Point annotation dataset records
## Start
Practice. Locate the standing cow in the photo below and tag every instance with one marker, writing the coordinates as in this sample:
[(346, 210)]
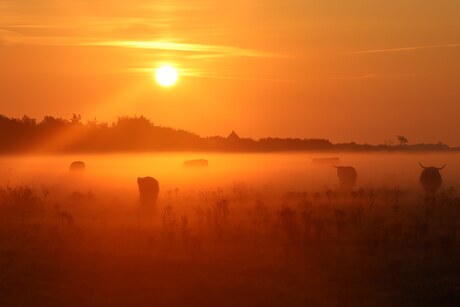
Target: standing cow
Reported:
[(77, 167), (197, 163), (347, 177), (148, 190), (430, 179)]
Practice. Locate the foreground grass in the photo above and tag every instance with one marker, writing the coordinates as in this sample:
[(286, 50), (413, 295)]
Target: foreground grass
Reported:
[(230, 248)]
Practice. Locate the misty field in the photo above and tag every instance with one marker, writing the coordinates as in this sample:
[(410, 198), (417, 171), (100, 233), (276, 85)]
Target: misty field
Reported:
[(251, 230)]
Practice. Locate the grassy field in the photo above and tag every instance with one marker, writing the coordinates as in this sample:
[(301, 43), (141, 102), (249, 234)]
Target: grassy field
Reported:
[(237, 246)]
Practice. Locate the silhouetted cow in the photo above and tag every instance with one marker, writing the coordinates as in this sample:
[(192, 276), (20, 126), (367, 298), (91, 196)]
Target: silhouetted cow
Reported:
[(77, 166), (195, 163), (430, 179), (347, 177), (325, 161), (148, 190)]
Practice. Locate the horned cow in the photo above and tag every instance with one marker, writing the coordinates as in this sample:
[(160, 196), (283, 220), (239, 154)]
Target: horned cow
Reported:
[(431, 179)]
## End
Exercise brief
Reproduce the data verbatim. Do not carry any picture into the copy.

Response to the exercise
Practice. Locate the standing cow in the photo below and tag every instance with one marker, writing the coordinates as in this sample:
[(346, 210)]
Target: standing cow
Reported:
[(77, 167), (197, 163), (347, 177), (148, 190), (430, 179)]
Practice. Locate the foreground grass in the photo above and tag every instance with one marker, writing the coordinates as in this sample:
[(286, 50), (413, 295)]
Target: foreground grass
Reported:
[(230, 248)]
Practice. Locate the misty field in the photo above and tag every instance with one marker, writing the coordinates as in this sample:
[(410, 198), (417, 171), (100, 233), (276, 85)]
Target: misty field
Reported:
[(251, 230)]
Practice. Locate the grassy field in the photo above and tag every instance with one marker, writing the coordinates as in this sample:
[(301, 43), (141, 102), (249, 234)]
Target: grassy field
Reported:
[(237, 246)]
Practice. Locate the silhouetted cow in the photo above and tag every instance with one marker, writing the coordinates as in this sample:
[(192, 276), (20, 126), (367, 298), (91, 196)]
Target: silhouetted cow
Reported:
[(77, 166), (195, 163), (430, 179), (347, 177), (325, 161), (148, 190)]
Practice. Locate the horned cow in the photo above and tag every instance with one marker, writing the coordinates as in this sample:
[(160, 196), (283, 220), (239, 154)]
Target: horned cow
Reported:
[(431, 179)]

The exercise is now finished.